Convert the records below into a numbered list, leaving out any blank lines.

## begin

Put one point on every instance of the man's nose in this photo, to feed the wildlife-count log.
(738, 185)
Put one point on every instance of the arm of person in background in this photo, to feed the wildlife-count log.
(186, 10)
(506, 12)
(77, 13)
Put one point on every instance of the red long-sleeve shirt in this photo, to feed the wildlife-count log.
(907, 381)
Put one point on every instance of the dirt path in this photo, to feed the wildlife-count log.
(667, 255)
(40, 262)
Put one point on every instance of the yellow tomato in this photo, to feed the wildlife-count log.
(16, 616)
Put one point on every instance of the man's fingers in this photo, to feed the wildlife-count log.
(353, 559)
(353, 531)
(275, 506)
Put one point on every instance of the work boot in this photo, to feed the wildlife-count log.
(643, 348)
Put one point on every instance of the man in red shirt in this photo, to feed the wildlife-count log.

## end

### [FINAL RESULT]
1. Put one point on every instance of the man's nose in this photo, to feed the wildlife-count log.
2. (738, 185)
3. Put one point on every instance of the arm of person in background in this photo, to feed the wildlife-count log.
4. (186, 10)
5. (506, 12)
6. (77, 13)
7. Put one point on every instance of the red long-sleeve shirt in this photo, to feed the wildlife-count log.
8. (907, 381)
9. Put one point on every instance of the dirt path in this photo, to feed the wildlife-count log.
10. (667, 255)
11. (40, 262)
12. Put one point on every instance of the yellow tomato in this photo, to feed the wildlife-count log.
13. (16, 616)
14. Put one point on every instance of the man's fingers in this photo, to feed the wildlife-count log.
15. (353, 559)
16. (353, 531)
17. (275, 506)
18. Put one point on every instance of the work boot in this photo, to feed the wildlife-count log.
19. (643, 348)
20. Put one point on every instance of the man in red shirt in this photo, to feed the wildlife-count log.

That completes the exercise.